Dataset entries
————
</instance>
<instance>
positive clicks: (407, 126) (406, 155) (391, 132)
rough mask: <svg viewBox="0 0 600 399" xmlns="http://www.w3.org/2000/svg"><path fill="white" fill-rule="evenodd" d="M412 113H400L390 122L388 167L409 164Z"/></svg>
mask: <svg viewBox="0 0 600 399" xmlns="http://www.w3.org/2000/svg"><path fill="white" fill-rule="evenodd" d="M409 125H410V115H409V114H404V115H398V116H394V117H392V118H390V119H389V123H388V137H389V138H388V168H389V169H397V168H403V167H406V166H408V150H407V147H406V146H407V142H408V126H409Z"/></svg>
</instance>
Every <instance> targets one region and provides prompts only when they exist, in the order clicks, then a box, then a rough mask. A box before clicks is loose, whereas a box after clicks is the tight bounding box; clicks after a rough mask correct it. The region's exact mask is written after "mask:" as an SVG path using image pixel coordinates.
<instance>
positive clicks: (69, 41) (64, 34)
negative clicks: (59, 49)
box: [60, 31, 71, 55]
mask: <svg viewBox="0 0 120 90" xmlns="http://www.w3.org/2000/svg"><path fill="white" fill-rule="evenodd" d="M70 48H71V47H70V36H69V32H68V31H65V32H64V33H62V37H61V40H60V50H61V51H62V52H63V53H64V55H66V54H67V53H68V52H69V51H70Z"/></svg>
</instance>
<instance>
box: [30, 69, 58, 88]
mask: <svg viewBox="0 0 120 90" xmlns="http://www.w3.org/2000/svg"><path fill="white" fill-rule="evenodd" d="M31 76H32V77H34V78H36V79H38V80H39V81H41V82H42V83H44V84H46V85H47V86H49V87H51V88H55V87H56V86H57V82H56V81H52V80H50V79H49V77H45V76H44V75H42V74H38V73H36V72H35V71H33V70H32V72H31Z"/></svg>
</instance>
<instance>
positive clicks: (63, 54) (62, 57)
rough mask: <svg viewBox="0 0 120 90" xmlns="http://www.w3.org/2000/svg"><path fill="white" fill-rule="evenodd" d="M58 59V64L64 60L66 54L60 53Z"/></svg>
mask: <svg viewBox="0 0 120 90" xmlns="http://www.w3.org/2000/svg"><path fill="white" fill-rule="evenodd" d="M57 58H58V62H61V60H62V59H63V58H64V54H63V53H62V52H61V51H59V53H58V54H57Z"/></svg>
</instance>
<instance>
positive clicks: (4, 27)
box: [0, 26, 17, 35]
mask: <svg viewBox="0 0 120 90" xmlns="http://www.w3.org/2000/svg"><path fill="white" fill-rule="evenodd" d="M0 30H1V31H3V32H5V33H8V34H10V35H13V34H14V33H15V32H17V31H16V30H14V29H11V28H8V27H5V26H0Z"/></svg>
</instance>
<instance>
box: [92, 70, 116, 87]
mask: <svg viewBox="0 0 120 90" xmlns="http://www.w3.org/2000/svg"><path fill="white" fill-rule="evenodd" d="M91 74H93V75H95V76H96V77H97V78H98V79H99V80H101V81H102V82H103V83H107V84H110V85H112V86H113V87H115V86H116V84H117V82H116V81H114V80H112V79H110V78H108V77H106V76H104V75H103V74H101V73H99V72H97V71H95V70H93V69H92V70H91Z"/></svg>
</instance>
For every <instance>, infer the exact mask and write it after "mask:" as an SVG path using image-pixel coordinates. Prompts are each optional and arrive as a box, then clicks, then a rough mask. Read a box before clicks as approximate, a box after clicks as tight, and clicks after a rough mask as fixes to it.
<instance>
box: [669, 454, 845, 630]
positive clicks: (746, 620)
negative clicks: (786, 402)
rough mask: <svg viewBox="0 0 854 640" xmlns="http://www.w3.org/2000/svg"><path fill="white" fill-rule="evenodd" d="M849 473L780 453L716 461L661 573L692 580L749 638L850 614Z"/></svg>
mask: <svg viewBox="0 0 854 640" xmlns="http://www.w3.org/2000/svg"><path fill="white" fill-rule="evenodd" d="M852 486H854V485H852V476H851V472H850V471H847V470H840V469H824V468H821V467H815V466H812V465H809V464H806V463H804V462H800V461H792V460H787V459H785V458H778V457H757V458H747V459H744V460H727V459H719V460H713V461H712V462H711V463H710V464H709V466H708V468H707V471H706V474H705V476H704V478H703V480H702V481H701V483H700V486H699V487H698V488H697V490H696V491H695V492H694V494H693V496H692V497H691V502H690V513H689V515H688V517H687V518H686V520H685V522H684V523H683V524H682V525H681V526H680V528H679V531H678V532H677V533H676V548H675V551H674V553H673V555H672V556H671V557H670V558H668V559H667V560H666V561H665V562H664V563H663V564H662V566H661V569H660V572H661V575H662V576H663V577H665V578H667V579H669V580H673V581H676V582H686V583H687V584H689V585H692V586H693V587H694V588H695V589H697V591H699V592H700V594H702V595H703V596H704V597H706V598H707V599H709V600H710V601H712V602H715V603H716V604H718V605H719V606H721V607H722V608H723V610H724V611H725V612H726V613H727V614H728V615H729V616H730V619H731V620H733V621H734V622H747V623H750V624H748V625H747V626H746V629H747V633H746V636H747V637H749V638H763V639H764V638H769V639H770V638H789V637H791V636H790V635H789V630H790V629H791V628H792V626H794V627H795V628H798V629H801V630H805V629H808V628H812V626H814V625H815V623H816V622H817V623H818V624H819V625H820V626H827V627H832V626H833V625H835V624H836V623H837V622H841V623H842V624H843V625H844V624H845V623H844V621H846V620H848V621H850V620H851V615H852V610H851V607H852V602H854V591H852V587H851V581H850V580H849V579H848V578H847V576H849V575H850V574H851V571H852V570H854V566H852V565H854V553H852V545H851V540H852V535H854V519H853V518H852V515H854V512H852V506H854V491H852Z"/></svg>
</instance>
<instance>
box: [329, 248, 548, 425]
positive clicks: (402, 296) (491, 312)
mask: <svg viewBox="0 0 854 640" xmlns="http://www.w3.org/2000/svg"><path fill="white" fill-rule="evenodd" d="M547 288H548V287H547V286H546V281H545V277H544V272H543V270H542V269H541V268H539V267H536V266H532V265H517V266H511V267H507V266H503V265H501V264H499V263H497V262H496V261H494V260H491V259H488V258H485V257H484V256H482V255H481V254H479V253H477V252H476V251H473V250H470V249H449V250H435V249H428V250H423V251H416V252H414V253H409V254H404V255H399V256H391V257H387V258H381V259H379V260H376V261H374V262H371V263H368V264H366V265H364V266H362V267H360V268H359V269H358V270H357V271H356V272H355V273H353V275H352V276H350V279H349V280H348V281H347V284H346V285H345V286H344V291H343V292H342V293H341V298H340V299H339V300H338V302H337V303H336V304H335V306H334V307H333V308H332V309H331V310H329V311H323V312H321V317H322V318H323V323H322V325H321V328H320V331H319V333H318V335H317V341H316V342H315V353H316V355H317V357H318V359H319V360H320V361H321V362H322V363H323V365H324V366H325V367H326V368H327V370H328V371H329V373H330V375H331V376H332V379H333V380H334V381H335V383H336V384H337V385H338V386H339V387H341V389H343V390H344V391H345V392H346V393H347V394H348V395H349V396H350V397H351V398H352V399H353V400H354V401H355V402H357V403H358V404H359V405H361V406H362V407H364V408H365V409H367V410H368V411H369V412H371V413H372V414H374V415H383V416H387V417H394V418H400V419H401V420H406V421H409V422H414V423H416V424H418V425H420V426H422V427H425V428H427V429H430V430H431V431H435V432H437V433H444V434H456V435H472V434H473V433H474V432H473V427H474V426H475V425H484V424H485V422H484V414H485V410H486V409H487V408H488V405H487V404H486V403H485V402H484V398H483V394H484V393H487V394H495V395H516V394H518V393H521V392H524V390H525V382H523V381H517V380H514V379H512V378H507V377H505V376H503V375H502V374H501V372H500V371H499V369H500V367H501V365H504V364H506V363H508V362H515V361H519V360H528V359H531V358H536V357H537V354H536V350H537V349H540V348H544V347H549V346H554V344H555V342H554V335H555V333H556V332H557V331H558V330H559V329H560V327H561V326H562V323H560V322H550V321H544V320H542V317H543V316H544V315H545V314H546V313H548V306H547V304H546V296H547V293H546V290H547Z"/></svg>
————
WHAT YOU WILL DO: Across the data, find each line that has "negative" in it and copy that line.

YOUR SOLUTION:
negative clicks: (59, 49)
negative clicks: (786, 402)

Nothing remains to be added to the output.